## Текст
'''
Есть милая загадочность (то есть разгадок — тьма, а загадочность остается и останется) в том, что не только этакая наивность, но и степень ее, казалось заслуживающая более жесткого определения, прикасаясь к Пушкину, к его славе, сами становятся частью его ауры, перенимая обаяние гения. Массовое сознание, обиход, то, что мы называем «улица», не опошляют драгоценнейшего из имен русской культуры, и допустим, есть ли обида для Пушкина и за Пушкина в той абракадабре, которую весело твердит грамотей Петруха из рассказа Толстого «Хозяин и работник»? «Буря с мглою небо скроить, вихри снежные крутить, аж как зверь она заво-ить, аж заплачет как дитё»… Негодовать на это — уподобиться пушкинскому же Сальери, раздраженному пришельцем с улицы венской, слепым «скрипачом», пиликающим моцар-товскую мелодию. Сам гений, сам Моцарт не раздражен, он смеется.

Если здесь скажем опасное: «Народ всегда прав», то обычная, раздражающая демагогичность фразы на сей исключительный раз стушуется, ибо это значит: прав Пушкин, внушивший свою правоту и народу.

Будучи скромником-младшеклассником, я, помнится, был потрясен неприличнейшим анекдотом, где Пушкин в компании Лермонтова (!) и Льва Толстого (!!)… Как бы сказать? Домогался благосклонности Екатерины Второй (!!!).
'''
## Что сделать
Верни слово в слово отрывок из текста о Пушкине: от слов «Есть милая загадочность» до слов «раздражен, он смеется.» включительно. Материал к тексту о Пушкине никак не относится.

## Исходные данные
'''
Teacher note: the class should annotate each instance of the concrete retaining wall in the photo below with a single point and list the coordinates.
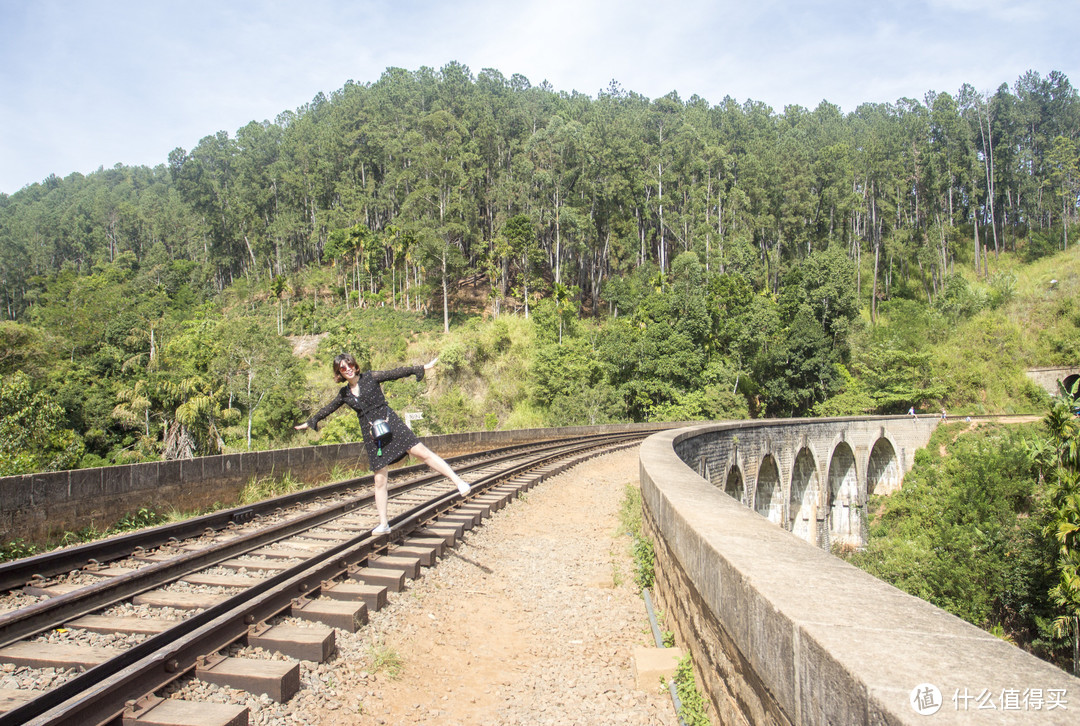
'''
## Решение
Есть милая загадочность (то есть разгадок — тьма, а загадочность остается и останется) в том, что не только этакая наивность, но и степень ее, казалось заслуживающая более жесткого определения, прикасаясь к Пушкину, к его славе, сами становятся частью его ауры, перенимая обаяние гения. Массовое сознание, обиход, то, что мы называем «улица», не опошляют драгоценнейшего из имен русской культуры, и допустим, есть ли обида для Пушкина и за Пушкина в той абракадабре, которую весело твердит грамотей Петруха из рассказа Толстого «Хозяин и работник»? «Буря с мглою небо скроить, вихри снежные крутить, аж как зверь она заво-ить, аж заплачет как дитё»… Негодовать на это — уподобиться пушкинскому же Сальери, раздраженному пришельцем с улицы венской, слепым «скрипачом», пиликающим моцар-товскую мелодию. Сам гений, сам Моцарт не раздражен, он смеется.